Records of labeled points

>> Begin

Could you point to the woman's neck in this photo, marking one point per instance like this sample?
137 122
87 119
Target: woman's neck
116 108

>> End

Write out every line of the items above, keeping each word and number unchanged.

Could you point to the woman's neck in this photo, marking one point per instance like this sample?
137 122
87 119
Target: woman's neck
116 108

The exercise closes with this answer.